Word for word, restate every line of the material.
================
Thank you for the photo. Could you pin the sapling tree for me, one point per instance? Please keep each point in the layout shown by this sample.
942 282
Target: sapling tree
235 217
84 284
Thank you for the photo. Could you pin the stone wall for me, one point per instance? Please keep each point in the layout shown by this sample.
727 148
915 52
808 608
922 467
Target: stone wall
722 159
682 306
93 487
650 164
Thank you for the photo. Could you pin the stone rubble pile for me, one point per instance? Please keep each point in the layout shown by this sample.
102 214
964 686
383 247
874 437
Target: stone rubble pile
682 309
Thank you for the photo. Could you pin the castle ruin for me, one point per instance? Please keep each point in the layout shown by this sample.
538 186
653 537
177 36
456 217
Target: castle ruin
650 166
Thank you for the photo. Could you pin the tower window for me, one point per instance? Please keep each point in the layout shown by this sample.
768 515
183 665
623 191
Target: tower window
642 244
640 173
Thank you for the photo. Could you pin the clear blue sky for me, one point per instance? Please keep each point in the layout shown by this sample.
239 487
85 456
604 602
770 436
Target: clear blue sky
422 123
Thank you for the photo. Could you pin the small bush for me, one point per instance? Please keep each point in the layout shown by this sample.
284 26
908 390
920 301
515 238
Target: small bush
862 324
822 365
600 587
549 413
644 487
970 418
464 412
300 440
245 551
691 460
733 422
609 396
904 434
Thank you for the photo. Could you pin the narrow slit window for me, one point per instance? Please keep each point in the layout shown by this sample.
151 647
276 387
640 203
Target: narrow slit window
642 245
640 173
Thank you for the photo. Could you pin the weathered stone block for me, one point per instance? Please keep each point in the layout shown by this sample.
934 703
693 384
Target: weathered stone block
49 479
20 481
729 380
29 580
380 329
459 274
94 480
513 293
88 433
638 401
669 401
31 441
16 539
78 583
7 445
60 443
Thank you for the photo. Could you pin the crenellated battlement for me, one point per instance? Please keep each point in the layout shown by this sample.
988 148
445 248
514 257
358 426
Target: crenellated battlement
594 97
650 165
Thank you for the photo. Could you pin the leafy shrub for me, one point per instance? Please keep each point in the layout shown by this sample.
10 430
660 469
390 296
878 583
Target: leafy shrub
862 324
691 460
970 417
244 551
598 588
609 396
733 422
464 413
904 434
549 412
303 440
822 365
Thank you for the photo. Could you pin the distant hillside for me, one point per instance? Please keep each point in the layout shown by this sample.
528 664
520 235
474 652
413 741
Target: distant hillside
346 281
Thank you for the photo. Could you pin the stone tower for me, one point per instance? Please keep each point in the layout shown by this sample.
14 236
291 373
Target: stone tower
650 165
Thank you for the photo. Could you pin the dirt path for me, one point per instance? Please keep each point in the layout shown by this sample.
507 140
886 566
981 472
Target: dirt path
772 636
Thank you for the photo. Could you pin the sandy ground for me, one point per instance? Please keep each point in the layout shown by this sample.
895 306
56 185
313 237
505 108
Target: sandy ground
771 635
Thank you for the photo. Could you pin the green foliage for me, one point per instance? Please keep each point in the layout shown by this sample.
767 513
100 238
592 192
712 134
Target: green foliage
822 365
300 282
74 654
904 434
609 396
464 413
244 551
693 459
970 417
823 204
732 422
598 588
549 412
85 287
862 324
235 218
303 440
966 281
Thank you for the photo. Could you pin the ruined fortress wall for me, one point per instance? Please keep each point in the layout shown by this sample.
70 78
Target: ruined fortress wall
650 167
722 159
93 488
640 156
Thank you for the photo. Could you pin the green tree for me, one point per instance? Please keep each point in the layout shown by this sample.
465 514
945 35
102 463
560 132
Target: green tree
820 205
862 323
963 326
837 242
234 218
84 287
================
### [FINAL RESULT]
Thank you for the photo. Could you pin the sapling tree for me, one point per instance? Please keep each point in the layout shown by this sample.
942 282
Target: sapling tree
235 217
84 284
Thank you for the photo. Could you pin the stone wall for me, one point per instance? Please keep each point in the layout shown by this sample.
727 148
915 52
808 608
922 467
Target: stone wall
722 159
682 306
93 487
650 164
Thank you for the photo. Could you pin the stone rubble pile for me, one point per instance? Please keep each point in the layout shown by this sample.
102 214
964 686
383 247
874 437
Target: stone rubble pile
682 309
Thank you for the photo. Could you pin the castle ruin for me, one point per instance? Please keep each point in the layout shown by this sample.
538 186
653 537
177 36
456 217
Target: castle ruin
650 166
Thank you for the photo. Could you pin the tower window for me, one point per instance? Please keep each point in the layout shown by this sample.
768 515
183 665
623 191
Target: tower window
642 244
640 173
Thank you for the photo. Could you pin the clear blue sky for me, one point per instance? Please keep each point in the layout shown by this sample.
239 487
85 456
604 602
770 436
Target: clear blue sky
422 123
Thank you for the photo. Could you pin the small bush for me, one point per instance? Please keep each point in the layout shown by this sample.
284 26
908 390
920 301
515 238
Target: small bush
862 324
822 365
600 587
549 413
644 487
970 418
464 412
300 440
245 551
691 460
733 422
609 396
904 434
Thank you for the photo. Could you pin the narrow slit window for me, one point per instance? Please keep each point in the layout shown by this sample.
151 647
276 387
640 203
Target: narrow slit window
642 245
640 173
Thank you for the photo. Could you pin the weathered stone block for me, one point per instance? Please keep each point in the layout shown by this sample.
934 703
693 384
Target: weathered stone block
49 479
20 481
729 380
29 580
380 329
459 274
94 480
513 293
88 433
638 401
669 401
31 441
16 539
78 583
7 445
60 443
Thank you for the photo. Could you pin the crenellated battlement for me, one point per instance? Please keep each point in the layout shown by this sample.
988 148
445 248
514 257
358 426
Target: crenellated battlement
594 97
650 165
Thank you for the photo. Could you pin the leafy shrub for me, one point per instance? Please keep each point in the layout shown by this sample.
10 430
660 469
390 296
878 583
Target: leafy shrub
862 324
691 460
970 417
244 551
598 588
609 396
733 422
464 413
904 434
549 412
303 440
822 365
Thank you for the photo. Could you pin the distant hillside for me, one point per instance? Please keep each point in the layout shown by this sample.
528 664
520 235
474 652
413 741
Target: distant hillside
346 281
Thank you for the photo. Could you pin the stone tower for me, one point per instance? Please keep each point in the layout shown by this sample.
14 236
291 373
Target: stone tower
650 165
Thank you for the photo. Could you pin the dirt path for me, one point per instance? Please keep each point in the layout shown by this sample.
507 140
886 566
981 472
Target: dirt path
772 636
Thank you for the photo. Could you pin the sandy ground for me, one point per instance? Please keep each point in the layout shown by this sample.
895 306
56 185
313 237
505 108
Target: sandy ground
771 635
Thank you for the photo. Could you pin the green foliage for me, one point per instance? Please keep each point in the layout shown by this sample.
767 513
100 238
592 192
712 134
Target: green foliage
822 365
300 282
74 654
904 434
609 396
464 413
244 551
693 459
970 417
823 204
732 422
598 588
549 412
85 287
862 324
235 218
303 440
966 281
Thank you for the photo. Could you pin the ruined fortress wall for me, one point per instance? Please keep each point in the layout shown by this sample.
70 78
Target: ruined fortress wall
650 167
722 159
93 488
640 156
Thank you for the photo. Could you pin the green tree for me, one point per instance? Please keep each point in the layout shown by this sample.
465 514
945 35
102 463
560 132
Target: green tree
820 205
862 323
963 326
837 242
234 218
84 287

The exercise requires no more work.